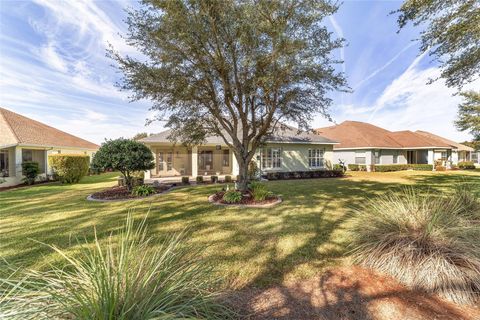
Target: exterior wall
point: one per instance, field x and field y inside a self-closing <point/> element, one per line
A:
<point x="295" y="156"/>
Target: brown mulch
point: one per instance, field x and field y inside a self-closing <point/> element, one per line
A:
<point x="348" y="293"/>
<point x="121" y="193"/>
<point x="247" y="199"/>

§ **Requirement**
The response is the exact set of lines from the one holding "Target: brown mulch" through the last line of the material.

§ **Solution for this exercise**
Target: brown mulch
point: one per instance, field x and field y inside a self-closing <point/> element, one per line
A:
<point x="348" y="293"/>
<point x="121" y="193"/>
<point x="247" y="199"/>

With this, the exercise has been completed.